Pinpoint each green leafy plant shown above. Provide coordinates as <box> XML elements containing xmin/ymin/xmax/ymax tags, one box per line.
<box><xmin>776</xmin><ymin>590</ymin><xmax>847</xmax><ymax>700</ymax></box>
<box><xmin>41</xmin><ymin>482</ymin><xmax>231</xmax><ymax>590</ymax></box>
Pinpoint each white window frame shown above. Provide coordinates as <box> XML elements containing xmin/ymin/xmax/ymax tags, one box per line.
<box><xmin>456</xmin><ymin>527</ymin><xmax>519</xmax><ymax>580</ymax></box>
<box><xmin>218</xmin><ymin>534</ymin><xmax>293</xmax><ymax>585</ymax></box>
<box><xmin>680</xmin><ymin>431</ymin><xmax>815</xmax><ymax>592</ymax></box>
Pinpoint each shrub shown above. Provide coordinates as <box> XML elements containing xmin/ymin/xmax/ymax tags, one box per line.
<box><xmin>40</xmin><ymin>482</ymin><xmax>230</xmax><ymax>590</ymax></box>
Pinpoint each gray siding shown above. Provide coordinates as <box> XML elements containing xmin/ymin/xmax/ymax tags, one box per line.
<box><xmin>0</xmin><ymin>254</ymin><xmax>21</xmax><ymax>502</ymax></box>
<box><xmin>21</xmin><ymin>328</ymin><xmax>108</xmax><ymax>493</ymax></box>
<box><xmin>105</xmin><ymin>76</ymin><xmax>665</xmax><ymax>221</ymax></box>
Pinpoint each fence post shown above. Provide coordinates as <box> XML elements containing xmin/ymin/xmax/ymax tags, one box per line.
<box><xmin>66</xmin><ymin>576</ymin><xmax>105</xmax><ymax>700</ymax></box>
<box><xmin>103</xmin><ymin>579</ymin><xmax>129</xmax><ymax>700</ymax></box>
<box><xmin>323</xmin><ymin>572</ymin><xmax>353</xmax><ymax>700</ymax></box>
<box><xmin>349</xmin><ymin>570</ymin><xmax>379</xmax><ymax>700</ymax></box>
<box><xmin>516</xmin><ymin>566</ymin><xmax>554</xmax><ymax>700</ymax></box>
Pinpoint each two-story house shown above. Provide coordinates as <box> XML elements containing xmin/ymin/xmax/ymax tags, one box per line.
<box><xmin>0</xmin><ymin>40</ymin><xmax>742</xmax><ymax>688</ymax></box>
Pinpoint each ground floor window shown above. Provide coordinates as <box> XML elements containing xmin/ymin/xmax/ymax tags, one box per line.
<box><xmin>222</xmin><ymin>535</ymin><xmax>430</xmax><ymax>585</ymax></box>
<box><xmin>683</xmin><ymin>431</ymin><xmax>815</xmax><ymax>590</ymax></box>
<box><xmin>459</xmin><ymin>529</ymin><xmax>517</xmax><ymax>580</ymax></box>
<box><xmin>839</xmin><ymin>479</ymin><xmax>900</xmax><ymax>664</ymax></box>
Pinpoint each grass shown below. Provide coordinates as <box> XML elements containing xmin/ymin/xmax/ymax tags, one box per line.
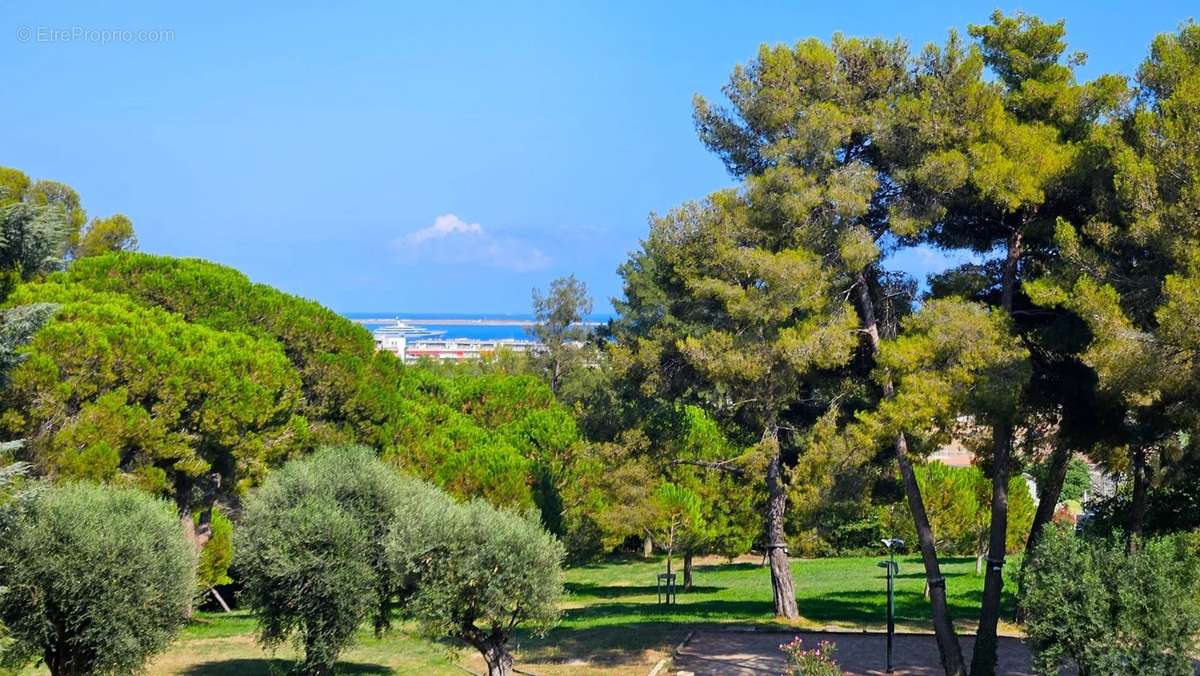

-*-

> WHAT YOU SHOULD DO:
Repeat the entries exactly, without pictures.

> EXERCISE SOLUTION:
Pinpoint each green leafy plant shown above. Provide coordinates as <box> XML elements containing xmin/ymin/xmax/ymax tags, one box per line.
<box><xmin>776</xmin><ymin>590</ymin><xmax>847</xmax><ymax>700</ymax></box>
<box><xmin>41</xmin><ymin>482</ymin><xmax>231</xmax><ymax>590</ymax></box>
Pinpoint each white window frame shown above. Provide coordinates as <box> XML elements containing xmin/ymin/xmax/ymax tags, one box per line.
<box><xmin>456</xmin><ymin>527</ymin><xmax>519</xmax><ymax>580</ymax></box>
<box><xmin>218</xmin><ymin>534</ymin><xmax>293</xmax><ymax>585</ymax></box>
<box><xmin>680</xmin><ymin>431</ymin><xmax>815</xmax><ymax>592</ymax></box>
Pinpoint each shrub shown above. Provide coordinates as <box> XML elements containing xmin/ymin/xmax/ymax tags, one box per line.
<box><xmin>40</xmin><ymin>482</ymin><xmax>230</xmax><ymax>590</ymax></box>
Pinpoint each gray siding shown above. Provide coordinates as <box> XML elements containing xmin/ymin/xmax/ymax tags, one box per line.
<box><xmin>0</xmin><ymin>254</ymin><xmax>21</xmax><ymax>502</ymax></box>
<box><xmin>21</xmin><ymin>328</ymin><xmax>108</xmax><ymax>493</ymax></box>
<box><xmin>105</xmin><ymin>76</ymin><xmax>665</xmax><ymax>221</ymax></box>
Pinpoint each fence post shown above. Provide coordinates as <box> XML elements containing xmin/ymin/xmax/ymax tags, one box per line.
<box><xmin>66</xmin><ymin>576</ymin><xmax>105</xmax><ymax>700</ymax></box>
<box><xmin>103</xmin><ymin>579</ymin><xmax>129</xmax><ymax>700</ymax></box>
<box><xmin>323</xmin><ymin>572</ymin><xmax>353</xmax><ymax>700</ymax></box>
<box><xmin>349</xmin><ymin>570</ymin><xmax>379</xmax><ymax>700</ymax></box>
<box><xmin>516</xmin><ymin>566</ymin><xmax>554</xmax><ymax>700</ymax></box>
Pinpoint each two-story house shown above. Provide coordinates as <box> XML elements containing xmin/ymin/xmax/ymax tags, one box per line.
<box><xmin>0</xmin><ymin>40</ymin><xmax>742</xmax><ymax>688</ymax></box>
Pinpoint each ground floor window shown above. Provide coordinates as <box> XML elements containing xmin/ymin/xmax/ymax tags, one box per line.
<box><xmin>222</xmin><ymin>535</ymin><xmax>430</xmax><ymax>585</ymax></box>
<box><xmin>683</xmin><ymin>431</ymin><xmax>815</xmax><ymax>590</ymax></box>
<box><xmin>459</xmin><ymin>529</ymin><xmax>517</xmax><ymax>580</ymax></box>
<box><xmin>839</xmin><ymin>479</ymin><xmax>900</xmax><ymax>664</ymax></box>
Pinpoint each grass shown below. Provide coordinates as <box> XML elements containing xmin/ymin/xmax/ymax tags, one box per line.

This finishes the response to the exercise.